-------- Extracted text --------
Pacific Crossing Day 16: So Many Sail Changes…

We sailed through the night last night, using our code zero, then the jib. The moon didn’t rise until midnight, so I got to enjoy the sight of the Milky Way for most of my shift. Listening to the ocean while stargazing is always such a treat. The wind began to clock around early this morning, so we decided to give our spinnaker another try. We dug it out of the forepeak, ran the lines, reefed the main, and brought up the halyard. We had significantly more wind than we did the last time we tried to fly it, so we were excited to see how it would go, and sure enough- it was magical.
--------
Brief
Pick up the Pacific crossing log about sail changes and continue it from its last sentence. The material after this passage plays no part in the work.
-------- Data excerpt --------
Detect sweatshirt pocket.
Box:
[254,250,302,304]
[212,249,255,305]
--------
Output below
We were hitting SOG 7.5-8.5kn consistently, with a couple of exciting minutes above 9kn. Our top speed was 11.2kn! We let it fly until just before lunch when the wind neared the sail’s limit. As we went to snuff it, the sock got stuck. With the main on its second reef, we couldn’t blanket the spinnaker enough to alleviate the pressure. We eased the working lines out, hoping to provide some give, to no avail. Ray was hanging on the snuffer line, and it would not budge. We turned upwind, forcing the sail to one side of the boat and bringing the halyard down a bit. We were able to get the sock moving then, but it was chaos trying to control the billowing bottom of the sail. We had 18kn of wind at that point and were getting our asses kicked. Ray was manning the snuffer while I tried to keep the lines out of the water and keep the sail from getting caught in our rig. I had a brief scare as a line wrapped around my thigh. It could’ve easily taken me overboard, but I was able to free myself just in time before the next gust of wind sent it flying. We got it under control, and Ray returned to the helm to bring out the jib, keeping us sailing while I untied and flanked the lines from the spinnaker. A tidy boat is a safe boat! I threw together some lunch. We were grumpy, dripping sweat, and panting; we needed some calories. We debriefed while we ate, discussing how we could better handle that situation if it happens again: we could pull the guys in to flatten it, maybe put both engines in forward to ease the tension, or even bring the jib out to blanket the sail… This is something Ray and I have always done when something goes wrong. It makes us better sailors.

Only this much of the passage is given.